(Excerpts from a point-labeling dataset)
[start]

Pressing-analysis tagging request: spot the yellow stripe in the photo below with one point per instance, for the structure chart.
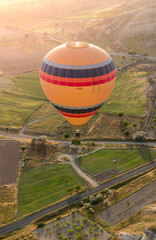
(79, 97)
(77, 121)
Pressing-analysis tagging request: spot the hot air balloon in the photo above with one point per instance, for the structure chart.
(77, 78)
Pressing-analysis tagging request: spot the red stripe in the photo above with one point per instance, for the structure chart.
(77, 84)
(77, 115)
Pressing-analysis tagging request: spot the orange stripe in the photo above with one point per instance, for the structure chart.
(77, 115)
(78, 80)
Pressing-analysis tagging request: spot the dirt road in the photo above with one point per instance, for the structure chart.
(28, 219)
(130, 205)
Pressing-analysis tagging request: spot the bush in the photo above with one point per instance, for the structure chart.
(139, 136)
(87, 205)
(66, 135)
(120, 114)
(40, 224)
(125, 123)
(92, 199)
(70, 231)
(126, 132)
(76, 142)
(91, 210)
(134, 124)
(99, 197)
(85, 219)
(23, 147)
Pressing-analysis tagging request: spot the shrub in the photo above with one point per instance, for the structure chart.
(73, 211)
(126, 132)
(40, 224)
(91, 210)
(139, 136)
(85, 219)
(79, 236)
(106, 203)
(77, 187)
(99, 197)
(70, 231)
(125, 123)
(92, 199)
(66, 135)
(76, 142)
(23, 147)
(87, 205)
(120, 114)
(134, 124)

[end]

■ WHAT YOU WILL DO
Starting with the line containing "Pressing-analysis tagging request: spot the shrub" and going on through the end of the material, rewrite those lines as a numbered list, omitting any blank lines.

■ TASK RESULT
1. Pressing-analysis tagging request: spot the shrub in the photo above with one point per instance, for the structure chart.
2. (73, 211)
3. (126, 132)
4. (40, 224)
5. (91, 210)
6. (139, 136)
7. (85, 219)
8. (79, 236)
9. (106, 203)
10. (77, 187)
11. (99, 197)
12. (70, 231)
13. (125, 123)
14. (92, 199)
15. (66, 135)
16. (76, 142)
17. (23, 147)
18. (87, 205)
19. (120, 114)
20. (134, 124)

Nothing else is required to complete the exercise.